SOURCE RECORDS:
####

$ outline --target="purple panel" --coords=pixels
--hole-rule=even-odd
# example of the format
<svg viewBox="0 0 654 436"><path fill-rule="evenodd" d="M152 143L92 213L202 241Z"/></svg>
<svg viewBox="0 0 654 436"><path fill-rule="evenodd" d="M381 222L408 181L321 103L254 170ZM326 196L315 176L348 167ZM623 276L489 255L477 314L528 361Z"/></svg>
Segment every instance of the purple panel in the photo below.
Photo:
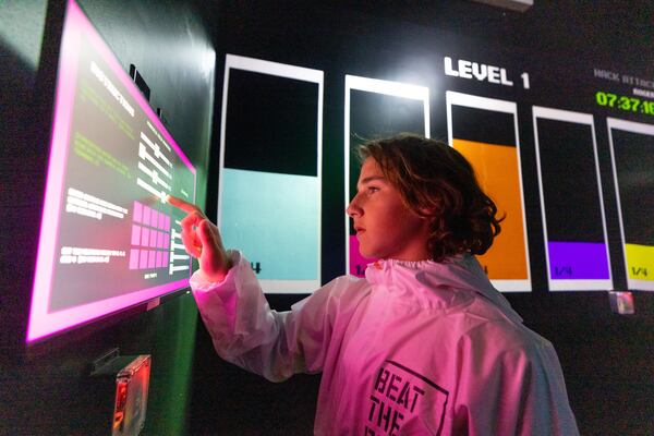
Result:
<svg viewBox="0 0 654 436"><path fill-rule="evenodd" d="M606 245L596 242L548 242L553 280L608 279Z"/></svg>

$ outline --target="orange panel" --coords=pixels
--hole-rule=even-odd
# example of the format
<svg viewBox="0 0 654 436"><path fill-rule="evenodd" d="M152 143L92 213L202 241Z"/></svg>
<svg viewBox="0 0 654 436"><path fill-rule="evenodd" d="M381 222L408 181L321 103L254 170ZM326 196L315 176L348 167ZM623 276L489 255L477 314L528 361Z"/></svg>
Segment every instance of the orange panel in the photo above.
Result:
<svg viewBox="0 0 654 436"><path fill-rule="evenodd" d="M528 278L522 195L516 147L453 140L453 146L470 161L484 192L497 205L501 233L491 250L477 256L488 278L522 280Z"/></svg>

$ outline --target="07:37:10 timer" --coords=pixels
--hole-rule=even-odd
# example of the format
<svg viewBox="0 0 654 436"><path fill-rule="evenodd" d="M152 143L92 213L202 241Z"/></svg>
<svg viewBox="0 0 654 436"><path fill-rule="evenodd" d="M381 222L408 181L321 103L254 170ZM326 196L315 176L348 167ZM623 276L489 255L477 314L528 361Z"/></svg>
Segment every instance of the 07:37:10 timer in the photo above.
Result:
<svg viewBox="0 0 654 436"><path fill-rule="evenodd" d="M598 90L595 93L595 101L600 106L654 116L654 101L641 100L637 97L620 96Z"/></svg>

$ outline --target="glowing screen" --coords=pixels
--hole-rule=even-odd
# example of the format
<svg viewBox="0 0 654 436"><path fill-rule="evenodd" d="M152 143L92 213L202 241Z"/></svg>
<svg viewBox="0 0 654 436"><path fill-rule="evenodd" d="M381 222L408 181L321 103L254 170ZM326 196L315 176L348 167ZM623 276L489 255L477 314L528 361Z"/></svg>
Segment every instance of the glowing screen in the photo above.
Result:
<svg viewBox="0 0 654 436"><path fill-rule="evenodd" d="M654 291L654 125L607 118L629 289Z"/></svg>
<svg viewBox="0 0 654 436"><path fill-rule="evenodd" d="M361 165L356 148L368 140L416 133L429 137L429 89L376 78L346 76L346 205L356 193ZM359 252L352 220L346 217L347 271L364 277L374 259Z"/></svg>
<svg viewBox="0 0 654 436"><path fill-rule="evenodd" d="M613 289L593 116L533 117L549 289Z"/></svg>
<svg viewBox="0 0 654 436"><path fill-rule="evenodd" d="M506 216L501 233L477 256L500 291L531 291L514 102L446 93L449 143L470 161L484 192Z"/></svg>
<svg viewBox="0 0 654 436"><path fill-rule="evenodd" d="M265 292L320 286L323 72L228 55L218 225Z"/></svg>
<svg viewBox="0 0 654 436"><path fill-rule="evenodd" d="M27 341L187 286L195 169L82 10L68 4Z"/></svg>

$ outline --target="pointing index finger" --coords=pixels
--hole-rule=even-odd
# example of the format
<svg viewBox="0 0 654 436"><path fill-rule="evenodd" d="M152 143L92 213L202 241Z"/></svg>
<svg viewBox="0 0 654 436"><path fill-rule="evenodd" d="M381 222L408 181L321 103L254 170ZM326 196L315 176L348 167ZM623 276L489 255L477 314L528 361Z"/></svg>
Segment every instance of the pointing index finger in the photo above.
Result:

####

PROBLEM STATEMENT: Reproduce the listing above verbatim, from the first line to the last, but leave out the pictures.

RIGHT ANSWER:
$ outline --target="purple panel" --coords=pixels
--hole-rule=even-odd
# example of the format
<svg viewBox="0 0 654 436"><path fill-rule="evenodd" d="M152 143L92 213L202 241Z"/></svg>
<svg viewBox="0 0 654 436"><path fill-rule="evenodd" d="M381 222L408 181L321 103L254 170ZM326 196L315 176L348 167ZM623 276L489 255L477 314L528 361Z"/></svg>
Segment every instance of the purple panel in the photo below.
Photo:
Result:
<svg viewBox="0 0 654 436"><path fill-rule="evenodd" d="M606 245L596 242L548 242L553 280L608 279Z"/></svg>

$ outline --target="orange panel" --coords=pixels
--hole-rule=even-odd
# example of the format
<svg viewBox="0 0 654 436"><path fill-rule="evenodd" d="M152 143L92 213L202 241Z"/></svg>
<svg viewBox="0 0 654 436"><path fill-rule="evenodd" d="M381 222L408 181L321 103L254 170ZM326 196L315 176L348 167ZM623 276L489 255L477 314L528 361Z"/></svg>
Segment every instance of the orange panel in the photo above.
Result:
<svg viewBox="0 0 654 436"><path fill-rule="evenodd" d="M528 278L522 195L516 147L453 140L453 146L470 161L484 192L497 205L501 233L491 250L477 256L488 278L522 280Z"/></svg>

$ outline --target="07:37:10 timer" --coords=pixels
--hole-rule=even-odd
# example of the format
<svg viewBox="0 0 654 436"><path fill-rule="evenodd" d="M152 143L92 213L202 241Z"/></svg>
<svg viewBox="0 0 654 436"><path fill-rule="evenodd" d="M381 222L408 181L321 103L254 170ZM326 196L315 176L348 167ZM623 276L489 255L477 314L528 361Z"/></svg>
Segment every instance of the 07:37:10 timer in the photo above.
Result:
<svg viewBox="0 0 654 436"><path fill-rule="evenodd" d="M598 90L595 93L595 101L600 106L654 116L654 101L641 100L637 97L620 96Z"/></svg>

$ outline --target="glowing screen" --coords=pixels
--hole-rule=even-odd
# example of the format
<svg viewBox="0 0 654 436"><path fill-rule="evenodd" d="M152 143L92 213L202 241Z"/></svg>
<svg viewBox="0 0 654 436"><path fill-rule="evenodd" d="M381 222L408 181L321 103L254 170ZM326 196L315 176L348 167ZM623 276L489 255L477 314L528 361Z"/></svg>
Segment every instance of the glowing screen in the photo above.
Result:
<svg viewBox="0 0 654 436"><path fill-rule="evenodd" d="M654 291L654 125L607 118L629 289Z"/></svg>
<svg viewBox="0 0 654 436"><path fill-rule="evenodd" d="M361 165L356 148L368 140L416 133L429 137L429 89L376 78L346 76L346 205L356 193ZM359 252L352 220L346 217L347 271L364 277L374 259Z"/></svg>
<svg viewBox="0 0 654 436"><path fill-rule="evenodd" d="M613 289L593 116L533 117L549 289Z"/></svg>
<svg viewBox="0 0 654 436"><path fill-rule="evenodd" d="M506 216L501 233L477 256L500 291L531 291L514 102L446 93L449 143L470 161L484 192Z"/></svg>
<svg viewBox="0 0 654 436"><path fill-rule="evenodd" d="M265 292L320 286L323 72L228 55L218 225Z"/></svg>
<svg viewBox="0 0 654 436"><path fill-rule="evenodd" d="M27 341L187 286L195 169L82 10L68 4Z"/></svg>

$ outline --target="pointing index finger" --coords=pixels
--hole-rule=even-odd
# example of the format
<svg viewBox="0 0 654 436"><path fill-rule="evenodd" d="M152 143L92 213L202 241Z"/></svg>
<svg viewBox="0 0 654 436"><path fill-rule="evenodd" d="M381 222L408 181L321 103L254 170ZM326 196L315 176L348 167ZM623 276L489 255L477 314L528 361Z"/></svg>
Segment every instance of the pointing index finger in the photo above.
Result:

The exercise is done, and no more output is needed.